Instruction:
Turn the material below into a JSON list of strings, with each line as its own string and any blank lines left out.

>>>

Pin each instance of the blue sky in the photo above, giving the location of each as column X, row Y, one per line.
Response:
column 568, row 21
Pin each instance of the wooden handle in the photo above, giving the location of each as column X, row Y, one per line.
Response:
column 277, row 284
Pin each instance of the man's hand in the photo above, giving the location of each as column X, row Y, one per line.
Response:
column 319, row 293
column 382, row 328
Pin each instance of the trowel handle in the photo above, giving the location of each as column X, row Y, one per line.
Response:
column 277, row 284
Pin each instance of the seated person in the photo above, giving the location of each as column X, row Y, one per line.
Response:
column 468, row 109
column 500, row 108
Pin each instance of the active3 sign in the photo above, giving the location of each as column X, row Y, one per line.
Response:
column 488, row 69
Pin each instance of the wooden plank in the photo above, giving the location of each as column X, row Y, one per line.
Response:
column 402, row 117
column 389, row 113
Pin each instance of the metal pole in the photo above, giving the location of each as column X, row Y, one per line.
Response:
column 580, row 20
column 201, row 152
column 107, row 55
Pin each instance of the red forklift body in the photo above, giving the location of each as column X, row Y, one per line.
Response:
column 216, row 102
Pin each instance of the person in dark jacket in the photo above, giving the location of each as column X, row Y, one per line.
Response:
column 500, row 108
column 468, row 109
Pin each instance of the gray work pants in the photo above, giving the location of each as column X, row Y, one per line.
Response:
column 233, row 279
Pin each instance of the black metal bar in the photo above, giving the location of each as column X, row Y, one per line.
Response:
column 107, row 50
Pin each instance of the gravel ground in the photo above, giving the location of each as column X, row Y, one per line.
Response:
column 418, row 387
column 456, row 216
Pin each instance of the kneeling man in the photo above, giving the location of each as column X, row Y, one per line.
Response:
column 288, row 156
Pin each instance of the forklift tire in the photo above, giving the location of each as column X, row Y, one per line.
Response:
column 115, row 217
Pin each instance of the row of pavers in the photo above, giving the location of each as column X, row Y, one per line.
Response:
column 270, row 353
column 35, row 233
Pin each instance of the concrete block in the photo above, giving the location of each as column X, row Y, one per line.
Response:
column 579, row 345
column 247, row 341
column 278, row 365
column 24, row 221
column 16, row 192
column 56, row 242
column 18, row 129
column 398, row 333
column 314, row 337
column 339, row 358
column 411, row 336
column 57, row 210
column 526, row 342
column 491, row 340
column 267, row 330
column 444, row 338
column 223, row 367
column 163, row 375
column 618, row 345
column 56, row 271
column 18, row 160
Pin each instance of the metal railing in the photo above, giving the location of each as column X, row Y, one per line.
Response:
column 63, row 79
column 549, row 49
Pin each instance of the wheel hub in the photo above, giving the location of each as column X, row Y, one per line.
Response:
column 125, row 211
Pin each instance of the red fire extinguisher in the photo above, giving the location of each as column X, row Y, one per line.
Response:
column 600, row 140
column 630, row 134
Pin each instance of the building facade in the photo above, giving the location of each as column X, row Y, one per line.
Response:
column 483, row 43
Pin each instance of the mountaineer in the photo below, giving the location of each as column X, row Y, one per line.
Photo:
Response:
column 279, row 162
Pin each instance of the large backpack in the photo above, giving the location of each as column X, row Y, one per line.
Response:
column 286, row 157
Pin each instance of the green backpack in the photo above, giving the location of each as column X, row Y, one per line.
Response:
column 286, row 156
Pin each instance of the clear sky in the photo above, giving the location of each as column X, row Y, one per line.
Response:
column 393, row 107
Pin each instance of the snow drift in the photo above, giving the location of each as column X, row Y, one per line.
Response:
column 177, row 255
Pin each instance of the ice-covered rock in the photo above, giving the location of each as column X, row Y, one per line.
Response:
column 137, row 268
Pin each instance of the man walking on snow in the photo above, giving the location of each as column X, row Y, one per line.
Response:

<<<

Result of this exercise:
[
  "Pin each instance of the blue sky in the photo above, giving the location of each as column X, row Y, one per line.",
  "Response:",
  "column 568, row 21",
  "Pin each instance of the wooden handle in the photo above, giving the location of each as column X, row Y, one per line.",
  "Response:",
  "column 277, row 284",
  "Pin each instance of the man's hand in the photo above, giving the location of each as column X, row Y, one per line.",
  "Response:",
  "column 319, row 293",
  "column 382, row 328",
  "Pin each instance of the trowel handle in the photo above, giving the location of each as column X, row Y, one per line.",
  "Response:",
  "column 277, row 284",
  "Pin each instance of the seated person in the photo above, giving the location of each as column X, row Y, one per line.",
  "Response:",
  "column 468, row 109",
  "column 500, row 108",
  "Pin each instance of the active3 sign in the photo above, giving the location of each as column X, row Y, one per line.",
  "Response:",
  "column 488, row 69",
  "Pin each instance of the wooden plank in the photo above, giving the location of each as column X, row Y, one per line.",
  "Response:",
  "column 402, row 117",
  "column 389, row 113",
  "Pin each instance of the metal pole in the photo above, giving the location of each as column X, row Y, one per line.",
  "Response:",
  "column 580, row 20",
  "column 201, row 152",
  "column 107, row 55",
  "Pin each instance of the red forklift body in the photo above, giving the location of each as column X, row Y, one per line.",
  "Response:",
  "column 216, row 102",
  "Pin each instance of the person in dark jacket in the photo above, giving the location of each as column X, row Y, one per line.",
  "Response:",
  "column 500, row 108",
  "column 468, row 109",
  "Pin each instance of the gray work pants in the photo above, giving the location of each as column X, row Y, one per line.",
  "Response:",
  "column 233, row 279",
  "Pin each instance of the black metal bar in the photo above, giving the location of each as column X, row Y, one per line.",
  "Response:",
  "column 107, row 50",
  "Pin each instance of the gravel ground in the photo above, giving the location of each as column X, row Y, one per line.",
  "Response:",
  "column 418, row 387",
  "column 456, row 216",
  "Pin each instance of the kneeling man in the photo above, giving the location of each as column X, row Y, one per line.",
  "Response:",
  "column 288, row 156",
  "Pin each instance of the forklift tire in the photo above, giving the location of each as column X, row Y, one per line.",
  "Response:",
  "column 115, row 217",
  "Pin each instance of the row of pavers in the photo above, giving the location of each as column X, row Y, one per line.",
  "Response:",
  "column 270, row 353",
  "column 35, row 233",
  "Pin each instance of the concrete block in the photo above, giving the location of each as column X, row Y, one per line.",
  "Response:",
  "column 579, row 345",
  "column 247, row 341",
  "column 278, row 365",
  "column 24, row 221",
  "column 16, row 192",
  "column 56, row 242",
  "column 18, row 129",
  "column 398, row 333",
  "column 314, row 337",
  "column 339, row 358",
  "column 411, row 336",
  "column 57, row 210",
  "column 526, row 342",
  "column 491, row 340",
  "column 267, row 330",
  "column 444, row 338",
  "column 223, row 367",
  "column 163, row 375",
  "column 618, row 345",
  "column 56, row 271",
  "column 18, row 160",
  "Pin each instance of the metal railing in the photo above, giving the location of each as column X, row Y, one per line.",
  "Response:",
  "column 63, row 79",
  "column 549, row 49",
  "Pin each instance of the wheel hub in the photo above, giving the location of each as column X, row Y, one per line.",
  "Response:",
  "column 125, row 211",
  "Pin each instance of the red fire extinguisher in the photo above, giving the location of each as column X, row Y, one per line.",
  "Response:",
  "column 600, row 140",
  "column 630, row 134",
  "Pin each instance of the building facade in the photo above, giving the location of each as column X, row Y, one per line.",
  "Response:",
  "column 483, row 43",
  "Pin each instance of the mountaineer in the photo below, giving the location of each as column X, row Y, one per line.",
  "Photo:",
  "Response:",
  "column 279, row 162",
  "Pin each instance of the large backpack in the photo above, giving the location of each as column X, row Y, one per line.",
  "Response:",
  "column 286, row 157",
  "Pin each instance of the green backpack in the photo above, giving the location of each as column X, row Y, one per line.",
  "Response:",
  "column 286, row 156",
  "Pin each instance of the clear sky in the photo above, giving the location of each as column X, row Y, one per line.",
  "Response:",
  "column 393, row 107",
  "Pin each instance of the snow drift in the photo above, giving the location of each as column X, row Y, one per line.",
  "Response:",
  "column 177, row 255",
  "Pin each instance of the ice-covered rock in the photo above, giving the location of each as column X, row Y, one per line.",
  "Response:",
  "column 137, row 268",
  "Pin each instance of the man walking on snow in the photo above, giving the location of each as column X, row Y, one per line.",
  "Response:"
]